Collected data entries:

[Start of section]

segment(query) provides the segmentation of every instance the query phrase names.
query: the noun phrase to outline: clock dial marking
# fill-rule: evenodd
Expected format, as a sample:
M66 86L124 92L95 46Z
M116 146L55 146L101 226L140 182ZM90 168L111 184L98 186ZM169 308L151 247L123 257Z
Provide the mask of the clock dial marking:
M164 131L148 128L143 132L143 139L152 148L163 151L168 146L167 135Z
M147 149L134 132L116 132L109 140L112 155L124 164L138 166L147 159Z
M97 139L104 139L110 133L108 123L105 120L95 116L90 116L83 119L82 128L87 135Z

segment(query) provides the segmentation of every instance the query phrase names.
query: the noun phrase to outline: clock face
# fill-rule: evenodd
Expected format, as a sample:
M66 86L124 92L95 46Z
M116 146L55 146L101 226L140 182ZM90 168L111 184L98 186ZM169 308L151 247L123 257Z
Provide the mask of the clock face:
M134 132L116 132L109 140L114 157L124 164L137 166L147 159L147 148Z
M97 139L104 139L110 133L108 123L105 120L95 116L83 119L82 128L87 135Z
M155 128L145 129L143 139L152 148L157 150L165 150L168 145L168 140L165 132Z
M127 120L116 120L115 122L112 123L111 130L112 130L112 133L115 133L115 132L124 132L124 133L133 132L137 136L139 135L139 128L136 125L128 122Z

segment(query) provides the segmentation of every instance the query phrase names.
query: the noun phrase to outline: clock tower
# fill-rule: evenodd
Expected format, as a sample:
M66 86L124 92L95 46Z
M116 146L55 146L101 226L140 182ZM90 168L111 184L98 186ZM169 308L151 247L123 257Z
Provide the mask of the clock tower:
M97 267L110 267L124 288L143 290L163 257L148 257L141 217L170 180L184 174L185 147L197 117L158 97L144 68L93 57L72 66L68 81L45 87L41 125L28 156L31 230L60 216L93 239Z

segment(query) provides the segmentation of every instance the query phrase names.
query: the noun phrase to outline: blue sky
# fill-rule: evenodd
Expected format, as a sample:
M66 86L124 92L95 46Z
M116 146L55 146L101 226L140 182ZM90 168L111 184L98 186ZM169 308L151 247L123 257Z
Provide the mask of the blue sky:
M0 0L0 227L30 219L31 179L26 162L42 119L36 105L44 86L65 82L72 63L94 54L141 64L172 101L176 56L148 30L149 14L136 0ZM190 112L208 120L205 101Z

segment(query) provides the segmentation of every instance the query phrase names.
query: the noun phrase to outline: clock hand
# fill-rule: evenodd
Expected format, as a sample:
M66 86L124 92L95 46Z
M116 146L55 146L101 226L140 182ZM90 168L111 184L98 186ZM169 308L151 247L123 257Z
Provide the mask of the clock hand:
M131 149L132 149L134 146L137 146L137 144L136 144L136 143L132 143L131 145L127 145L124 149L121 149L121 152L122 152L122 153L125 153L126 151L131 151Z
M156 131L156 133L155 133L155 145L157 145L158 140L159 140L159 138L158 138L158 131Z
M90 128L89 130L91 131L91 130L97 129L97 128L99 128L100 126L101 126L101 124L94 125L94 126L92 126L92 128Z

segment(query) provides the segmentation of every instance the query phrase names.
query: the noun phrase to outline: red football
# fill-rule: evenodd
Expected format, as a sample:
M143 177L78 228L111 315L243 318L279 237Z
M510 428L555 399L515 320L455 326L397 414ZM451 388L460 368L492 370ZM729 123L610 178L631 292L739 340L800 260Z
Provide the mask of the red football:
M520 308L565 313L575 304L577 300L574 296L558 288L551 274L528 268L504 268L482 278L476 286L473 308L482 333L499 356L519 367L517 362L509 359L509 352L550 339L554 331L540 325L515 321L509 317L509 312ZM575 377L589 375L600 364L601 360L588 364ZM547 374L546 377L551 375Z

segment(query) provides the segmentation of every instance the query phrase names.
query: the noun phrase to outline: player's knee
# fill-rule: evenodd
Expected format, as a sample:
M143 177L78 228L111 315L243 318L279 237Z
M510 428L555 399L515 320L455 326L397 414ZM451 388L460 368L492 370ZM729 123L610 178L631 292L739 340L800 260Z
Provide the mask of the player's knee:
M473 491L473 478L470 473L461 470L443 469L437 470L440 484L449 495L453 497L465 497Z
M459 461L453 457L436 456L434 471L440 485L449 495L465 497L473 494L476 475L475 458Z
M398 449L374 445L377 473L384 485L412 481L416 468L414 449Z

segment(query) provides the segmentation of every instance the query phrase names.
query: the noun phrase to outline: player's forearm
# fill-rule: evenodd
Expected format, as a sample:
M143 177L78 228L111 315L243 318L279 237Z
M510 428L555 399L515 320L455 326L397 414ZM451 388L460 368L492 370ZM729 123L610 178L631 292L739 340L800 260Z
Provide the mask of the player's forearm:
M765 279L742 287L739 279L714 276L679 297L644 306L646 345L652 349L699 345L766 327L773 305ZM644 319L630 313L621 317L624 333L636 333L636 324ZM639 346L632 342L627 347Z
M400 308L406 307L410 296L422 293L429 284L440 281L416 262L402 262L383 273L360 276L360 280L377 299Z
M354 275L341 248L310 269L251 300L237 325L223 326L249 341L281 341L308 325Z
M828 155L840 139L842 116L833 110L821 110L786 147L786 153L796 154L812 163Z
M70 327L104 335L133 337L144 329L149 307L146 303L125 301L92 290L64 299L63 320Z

[End of section]

**Task brief:** Review the entries above and return every line where "noun" appears.

**Response to this exercise:**
query: the noun phrase to outline: clock dial marking
query: the noun phrase to outline: clock face
query: the noun phrase to outline: clock tower
query: the noun phrase to outline: blue sky
query: the noun phrase to outline: clock hand
query: the noun phrase to outline: red football
query: the noun phrase to outline: player's knee
query: the noun phrase to outline: player's forearm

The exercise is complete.